* Apply what you read
1. According to the text about M. R. Siddiqi below, in what year did he retire from politics?
2. Continue the text about M. R. Siddiqi below, beginning after its final sentence.

* Exercise text

--- START ---

Siddiqi was elected member of the Pakistan National Assembly in 1962 as an independent candidate. He joined the Awami League Party in 1964 and was elected as its treasurer. He was also president of the Chittagong District Awami League from 1964 to 1972. He was again elected member of the National Assembly of Pakistan in 1970 and member of Bangladesh Parliament from the Chittagong-2 constituency in 1973.

As president of District Awami League and convener of Sangram Parishad of Chittagong, Siddiqi organised the resistance against the Pakistan Army and helped establish the Swadhin Bangla Betar Kendra (radio station) at Kalurghat. He was the chairman of the Eastern zone (command) comprising five districts of Chittagong Division and districts of Barisal, Faridpur, and Dhaka. In July 1971, he was sent to the United States and to Canada as an envoy of the exiled government to lobby support from the governments of both nations.

After the liberation of Bangladesh in 1972, he was appointed Minister for Commerce and Foreign Trade in the first Bangabandhu cabinet. In 1973, as special envoy of the Prime Minister Sheikh Mujibur Rahman, he met the heads of state and governments of the U.S., Canada, Britain, Italy, France, and West Germany and lobbied for the repatriation of stranded Bangladeshis from Pakistan. He was appointed ambassador to the U.S. and Mexico in July 1975 by the Bangladesh Government. In 1980, he retired from politics.

==Social work==
M. R. Siddiqi was also known for his social work. He joined the Lions movement in the then East Pakistan when it was founded in 1958 and became president of Chittagong Lions Club. When a devastating cyclone and tidal bore hit the coastal areas of Chittagong (Halishahar, Kattali, and Sitakunda) in 1960, it was under his leadership that a massive relief operation was undertaken, for which he was awarded "The Lions Humanitarian Award", the most prestigious in Lions International, and was also made an honorary "International Counselor". Through his initiative a separate provisional Lions District 305E (Pakistan) was formed in 1962, with him elected as the first District Governor.

--- END ---

* Data extract
--- START ---

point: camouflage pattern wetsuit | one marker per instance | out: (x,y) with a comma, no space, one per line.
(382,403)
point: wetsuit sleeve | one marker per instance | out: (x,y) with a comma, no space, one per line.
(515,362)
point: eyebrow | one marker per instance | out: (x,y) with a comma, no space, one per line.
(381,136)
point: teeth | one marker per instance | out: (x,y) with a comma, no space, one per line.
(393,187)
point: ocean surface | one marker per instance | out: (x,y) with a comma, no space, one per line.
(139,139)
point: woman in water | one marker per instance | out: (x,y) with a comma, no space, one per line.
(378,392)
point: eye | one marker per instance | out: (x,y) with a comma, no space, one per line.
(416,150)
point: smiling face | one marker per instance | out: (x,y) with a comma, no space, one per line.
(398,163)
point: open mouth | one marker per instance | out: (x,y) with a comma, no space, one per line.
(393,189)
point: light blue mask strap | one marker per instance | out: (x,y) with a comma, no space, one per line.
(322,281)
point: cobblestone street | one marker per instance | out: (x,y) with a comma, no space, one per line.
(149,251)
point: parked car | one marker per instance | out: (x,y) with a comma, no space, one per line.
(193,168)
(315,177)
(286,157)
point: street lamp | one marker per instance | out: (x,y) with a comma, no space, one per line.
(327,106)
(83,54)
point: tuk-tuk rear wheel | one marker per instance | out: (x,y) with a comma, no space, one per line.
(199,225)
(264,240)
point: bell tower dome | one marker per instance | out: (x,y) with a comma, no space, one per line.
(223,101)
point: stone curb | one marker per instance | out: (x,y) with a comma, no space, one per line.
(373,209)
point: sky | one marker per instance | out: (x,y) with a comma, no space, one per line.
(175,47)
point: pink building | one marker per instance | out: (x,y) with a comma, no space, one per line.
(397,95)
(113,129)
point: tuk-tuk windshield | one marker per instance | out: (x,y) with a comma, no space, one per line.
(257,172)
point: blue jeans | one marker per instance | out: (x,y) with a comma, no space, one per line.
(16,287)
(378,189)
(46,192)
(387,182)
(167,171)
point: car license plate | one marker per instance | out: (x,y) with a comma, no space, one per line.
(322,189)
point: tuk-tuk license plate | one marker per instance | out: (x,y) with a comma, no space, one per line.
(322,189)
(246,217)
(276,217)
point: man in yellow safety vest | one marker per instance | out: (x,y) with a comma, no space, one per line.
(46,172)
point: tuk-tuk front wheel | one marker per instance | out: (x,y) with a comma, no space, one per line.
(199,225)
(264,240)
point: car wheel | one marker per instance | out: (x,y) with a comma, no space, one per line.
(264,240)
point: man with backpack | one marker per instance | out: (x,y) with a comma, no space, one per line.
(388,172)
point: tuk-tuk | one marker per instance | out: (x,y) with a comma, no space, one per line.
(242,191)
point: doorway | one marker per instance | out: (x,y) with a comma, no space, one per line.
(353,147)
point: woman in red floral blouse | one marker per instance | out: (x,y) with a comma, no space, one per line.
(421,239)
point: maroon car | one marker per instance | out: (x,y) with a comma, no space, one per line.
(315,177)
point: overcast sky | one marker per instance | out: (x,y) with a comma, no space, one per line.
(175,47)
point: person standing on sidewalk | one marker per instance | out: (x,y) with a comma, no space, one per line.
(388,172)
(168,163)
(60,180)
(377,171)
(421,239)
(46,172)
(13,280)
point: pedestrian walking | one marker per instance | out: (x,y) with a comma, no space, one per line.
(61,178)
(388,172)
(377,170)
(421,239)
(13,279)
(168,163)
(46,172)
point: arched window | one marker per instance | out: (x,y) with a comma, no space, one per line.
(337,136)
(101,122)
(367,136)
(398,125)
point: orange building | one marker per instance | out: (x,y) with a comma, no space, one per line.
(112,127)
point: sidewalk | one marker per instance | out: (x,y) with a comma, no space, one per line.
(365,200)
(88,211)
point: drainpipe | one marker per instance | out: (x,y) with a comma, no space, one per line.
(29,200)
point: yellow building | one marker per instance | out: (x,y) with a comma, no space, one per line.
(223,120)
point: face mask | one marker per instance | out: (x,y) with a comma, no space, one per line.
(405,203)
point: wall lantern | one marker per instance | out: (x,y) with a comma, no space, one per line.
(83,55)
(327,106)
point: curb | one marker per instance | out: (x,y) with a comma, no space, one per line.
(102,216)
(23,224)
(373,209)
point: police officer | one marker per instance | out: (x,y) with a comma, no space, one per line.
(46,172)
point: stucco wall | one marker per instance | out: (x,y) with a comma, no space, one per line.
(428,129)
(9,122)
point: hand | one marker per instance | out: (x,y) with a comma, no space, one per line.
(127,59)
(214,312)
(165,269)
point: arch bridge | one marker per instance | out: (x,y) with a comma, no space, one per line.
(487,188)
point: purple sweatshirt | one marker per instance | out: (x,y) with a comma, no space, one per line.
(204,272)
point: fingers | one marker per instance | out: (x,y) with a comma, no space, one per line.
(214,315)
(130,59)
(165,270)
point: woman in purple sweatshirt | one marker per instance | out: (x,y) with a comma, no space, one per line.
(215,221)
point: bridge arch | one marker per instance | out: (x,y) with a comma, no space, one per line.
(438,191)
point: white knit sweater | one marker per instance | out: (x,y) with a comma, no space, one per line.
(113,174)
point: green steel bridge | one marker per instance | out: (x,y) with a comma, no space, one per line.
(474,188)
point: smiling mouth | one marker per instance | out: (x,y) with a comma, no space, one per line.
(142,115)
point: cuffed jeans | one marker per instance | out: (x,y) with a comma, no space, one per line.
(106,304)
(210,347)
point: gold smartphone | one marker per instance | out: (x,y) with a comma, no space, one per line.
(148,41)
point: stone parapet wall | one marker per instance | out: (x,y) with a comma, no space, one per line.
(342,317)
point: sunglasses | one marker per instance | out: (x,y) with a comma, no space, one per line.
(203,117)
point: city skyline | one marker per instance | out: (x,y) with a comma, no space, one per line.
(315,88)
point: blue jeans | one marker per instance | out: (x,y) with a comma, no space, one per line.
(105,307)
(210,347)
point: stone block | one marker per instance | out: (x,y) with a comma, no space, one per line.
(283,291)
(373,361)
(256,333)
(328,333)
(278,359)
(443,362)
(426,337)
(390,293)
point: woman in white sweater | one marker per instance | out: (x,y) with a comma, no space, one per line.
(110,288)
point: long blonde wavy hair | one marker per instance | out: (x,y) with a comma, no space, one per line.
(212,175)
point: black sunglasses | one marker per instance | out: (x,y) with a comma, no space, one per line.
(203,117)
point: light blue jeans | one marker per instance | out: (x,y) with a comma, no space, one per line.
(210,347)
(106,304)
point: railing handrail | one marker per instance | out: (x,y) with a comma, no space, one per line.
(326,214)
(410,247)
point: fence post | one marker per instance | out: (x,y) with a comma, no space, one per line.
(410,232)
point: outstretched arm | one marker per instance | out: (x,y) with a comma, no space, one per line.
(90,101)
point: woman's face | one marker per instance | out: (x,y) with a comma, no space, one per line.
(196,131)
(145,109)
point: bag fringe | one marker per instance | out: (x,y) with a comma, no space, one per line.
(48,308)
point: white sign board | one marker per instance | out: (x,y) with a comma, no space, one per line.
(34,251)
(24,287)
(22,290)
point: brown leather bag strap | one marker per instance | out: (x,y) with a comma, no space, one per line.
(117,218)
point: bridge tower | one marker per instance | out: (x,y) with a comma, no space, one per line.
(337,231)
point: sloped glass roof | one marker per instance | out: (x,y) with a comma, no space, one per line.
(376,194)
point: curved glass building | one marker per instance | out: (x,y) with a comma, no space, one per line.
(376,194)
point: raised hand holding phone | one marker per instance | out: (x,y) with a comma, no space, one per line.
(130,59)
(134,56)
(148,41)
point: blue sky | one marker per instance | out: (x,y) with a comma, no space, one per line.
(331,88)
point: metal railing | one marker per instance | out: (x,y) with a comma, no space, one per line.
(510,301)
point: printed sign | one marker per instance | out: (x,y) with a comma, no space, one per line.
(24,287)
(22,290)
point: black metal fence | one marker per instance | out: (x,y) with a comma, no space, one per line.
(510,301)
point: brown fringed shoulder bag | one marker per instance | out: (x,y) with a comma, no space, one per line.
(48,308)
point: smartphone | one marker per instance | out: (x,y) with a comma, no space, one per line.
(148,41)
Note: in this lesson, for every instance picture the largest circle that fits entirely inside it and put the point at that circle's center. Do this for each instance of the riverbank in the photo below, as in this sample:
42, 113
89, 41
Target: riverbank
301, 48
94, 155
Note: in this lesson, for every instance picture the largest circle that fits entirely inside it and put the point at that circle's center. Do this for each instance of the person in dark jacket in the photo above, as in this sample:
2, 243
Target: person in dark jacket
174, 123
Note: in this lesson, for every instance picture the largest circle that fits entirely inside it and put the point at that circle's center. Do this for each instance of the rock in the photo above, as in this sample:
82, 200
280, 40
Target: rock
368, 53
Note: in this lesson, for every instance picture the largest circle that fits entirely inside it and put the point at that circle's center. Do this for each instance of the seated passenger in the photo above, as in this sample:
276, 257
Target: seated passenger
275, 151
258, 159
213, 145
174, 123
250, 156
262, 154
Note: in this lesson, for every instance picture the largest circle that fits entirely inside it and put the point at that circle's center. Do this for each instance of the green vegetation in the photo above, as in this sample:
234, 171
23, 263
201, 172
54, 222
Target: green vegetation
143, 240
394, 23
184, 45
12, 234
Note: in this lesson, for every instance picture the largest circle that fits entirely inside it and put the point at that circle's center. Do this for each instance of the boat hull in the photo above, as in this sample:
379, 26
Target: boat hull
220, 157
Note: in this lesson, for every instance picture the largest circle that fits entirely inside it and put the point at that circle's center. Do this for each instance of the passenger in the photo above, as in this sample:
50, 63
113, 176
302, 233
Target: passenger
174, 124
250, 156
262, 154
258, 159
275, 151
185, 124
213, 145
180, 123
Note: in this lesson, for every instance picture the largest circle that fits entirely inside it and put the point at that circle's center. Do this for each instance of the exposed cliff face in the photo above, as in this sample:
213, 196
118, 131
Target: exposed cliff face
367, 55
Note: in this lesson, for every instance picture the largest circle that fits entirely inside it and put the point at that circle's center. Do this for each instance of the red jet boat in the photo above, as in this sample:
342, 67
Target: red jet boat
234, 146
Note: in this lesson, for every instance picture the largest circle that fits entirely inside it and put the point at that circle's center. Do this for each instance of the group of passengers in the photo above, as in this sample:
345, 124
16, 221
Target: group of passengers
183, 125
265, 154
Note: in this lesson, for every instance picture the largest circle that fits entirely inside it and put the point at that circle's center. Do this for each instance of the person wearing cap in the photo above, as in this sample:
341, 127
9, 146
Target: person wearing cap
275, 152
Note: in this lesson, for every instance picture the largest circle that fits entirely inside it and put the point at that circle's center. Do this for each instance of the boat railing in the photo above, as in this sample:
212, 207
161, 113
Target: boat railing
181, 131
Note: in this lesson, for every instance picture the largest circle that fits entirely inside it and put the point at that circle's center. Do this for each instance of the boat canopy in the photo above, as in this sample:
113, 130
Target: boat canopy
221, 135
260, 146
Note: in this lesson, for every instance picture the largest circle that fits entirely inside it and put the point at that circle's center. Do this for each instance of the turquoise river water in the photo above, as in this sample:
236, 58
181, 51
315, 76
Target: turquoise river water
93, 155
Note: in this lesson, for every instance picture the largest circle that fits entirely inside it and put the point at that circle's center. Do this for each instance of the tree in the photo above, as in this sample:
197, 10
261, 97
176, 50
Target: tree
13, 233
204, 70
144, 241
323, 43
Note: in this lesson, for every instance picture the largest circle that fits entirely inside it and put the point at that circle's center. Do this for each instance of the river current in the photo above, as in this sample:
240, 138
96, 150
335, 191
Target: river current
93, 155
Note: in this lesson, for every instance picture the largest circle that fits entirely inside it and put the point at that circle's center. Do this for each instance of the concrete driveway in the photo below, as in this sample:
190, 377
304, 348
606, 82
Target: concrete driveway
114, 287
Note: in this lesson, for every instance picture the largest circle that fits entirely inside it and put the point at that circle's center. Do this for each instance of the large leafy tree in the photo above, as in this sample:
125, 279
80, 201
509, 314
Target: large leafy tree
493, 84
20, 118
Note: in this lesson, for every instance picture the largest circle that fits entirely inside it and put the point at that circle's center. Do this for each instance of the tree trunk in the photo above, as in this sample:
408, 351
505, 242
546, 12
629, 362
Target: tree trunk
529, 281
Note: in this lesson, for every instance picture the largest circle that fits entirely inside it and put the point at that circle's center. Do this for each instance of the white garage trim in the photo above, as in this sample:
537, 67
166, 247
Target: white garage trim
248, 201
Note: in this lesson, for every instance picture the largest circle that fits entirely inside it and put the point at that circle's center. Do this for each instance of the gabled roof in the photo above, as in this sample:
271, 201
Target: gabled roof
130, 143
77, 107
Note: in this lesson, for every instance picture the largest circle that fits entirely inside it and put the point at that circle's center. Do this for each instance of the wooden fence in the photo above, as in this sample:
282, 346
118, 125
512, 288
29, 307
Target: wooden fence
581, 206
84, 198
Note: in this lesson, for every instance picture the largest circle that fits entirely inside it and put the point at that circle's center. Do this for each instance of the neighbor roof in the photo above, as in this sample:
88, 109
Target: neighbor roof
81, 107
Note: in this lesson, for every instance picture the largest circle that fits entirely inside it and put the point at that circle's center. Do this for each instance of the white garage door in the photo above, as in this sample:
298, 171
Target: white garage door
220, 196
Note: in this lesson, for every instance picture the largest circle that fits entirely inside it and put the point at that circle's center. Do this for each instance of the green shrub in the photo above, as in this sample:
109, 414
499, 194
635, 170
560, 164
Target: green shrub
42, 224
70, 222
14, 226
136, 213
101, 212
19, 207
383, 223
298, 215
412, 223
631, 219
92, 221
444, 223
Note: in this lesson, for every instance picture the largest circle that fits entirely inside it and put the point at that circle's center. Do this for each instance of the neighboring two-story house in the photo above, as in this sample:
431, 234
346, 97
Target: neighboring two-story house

--- END ---

* Expected responses
1. He retired from politics in 1980.

2.
In 1966, Siddiqi formed the "Chittagong Lions Foundation", the first such foundation in the history of Lionism. The Chittagong Lions Eye Hospital (the foundation stone was laid by Siddiqi on 5 January 1963) was initiated by the Lions of South East Asia and Indo-Pak Sub-continent. Subsequently, The Bangladesh Lions Foundation and The Lions Eye Hospital at Agargaon, Dhaka were established in 1983, again under the chairmanship of Siddiqi. After the emergence of Bangladesh in 1972, Siddiqi again took the lead in organising the Lions Clubs. He served as District Governor of District 315E from 1972 to 1974, and together with his friend, Deputy District Governor Mohammed Khaled, he re-organized and formed new clubs all over Bangladesh. He was the Forum Chairman of "The 17th Africa and South West Asia Lions International Forum" held in Dhaka in 1989.

==Other organisations==
Apart from Lions, he was president of OISCA (Bangladesh Chapter), chairman of the Under-Privileged Children Education Programme (UCEP), and founder of Latifa Siddiqi Girls College and Girls High School of Kumira, Sitakunda. He held many leadership positions in associations and organisations of various types, including presidency of the Insurance Association of Pakistan, Metropolitan Chamber of Commerce and Industry, and Bangladesh Aushad Shilpa Samity. He was also the founder president of the Bangladesh Japan Friendship Society. He was the governor of the Bangladesh Chamber of Industries, which he helped to establish in 1985.

==Personal life==
Mustafizur Rahman Siddiqi was married to Begum Latifa Siddiqi, eldest daughter of industrialist and former Pakistani minister A.K Khan.

== Death ==
Siddiqi died at the age of 66 on 6 February 1992 in Dhaka.